### Исходный отрывок
• • • • •

Так говорил красивый смуглый человек с блестящими глазами; за открытие нового химического элемента — гафния — он получил Нобелевскую премию; тончайшими химическими анализами он показал роль радиоактивных элементов в человеческом организме. Это был Георг Хевеши[35] — блестящий физико-химик.
«А для меня здесь другая проблема: твердый известняк, берега, море и воздух — три компонента, две фазы, две свободы в правиле равновесия Гиббса; это перед нами не просто камень, вода и газ, это величайшее уравнение природы, в котором принимает участие несколько десятков различных заряженных электрических частиц. Для нас разгадка природы — только в законах сочетаний этих атомов и ионов, они управляют всем миром; в едином неразрывном взаимодействии вещества и энергии рождается окружающий нас мир».

• • • • •

### Условия заданий
a) Выпишите из исходного отрывка фрагмент, который начинается со слов, содержащих "Так говорил красивый", и заканчивается словами "Хевеши[35] — блестящий физико-химик.".
b) За что, согласно исходному отрывку, Георг Хевеши получил Нобелевскую премию?
c) Перескажите короче абзац исходного отрывка, начинающийся словами «Так говорил красивый смуглый человек», сохранив главные факты.

• • • • •

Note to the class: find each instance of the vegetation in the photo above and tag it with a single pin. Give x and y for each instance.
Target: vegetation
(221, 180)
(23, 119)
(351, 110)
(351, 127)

• • • • •

### Ответы по заданиям
a)
Так говорил красивый смуглый человек с блестящими глазами; за открытие нового химического элемента — гафния — он получил Нобелевскую премию; тончайшими химическими анализами он показал роль радиоактивных элементов в человеческом организме. Это был Георг Хевеши[35] — блестящий физико-химик.

b) За открытие нового химического элемента — гафния.

c) Георг Хевеши, блестящий физико-химик, получил Нобелевскую премию за открытие гафния и тончайшими химическими анализами показал роль радиоактивных элементов в человеческом организме.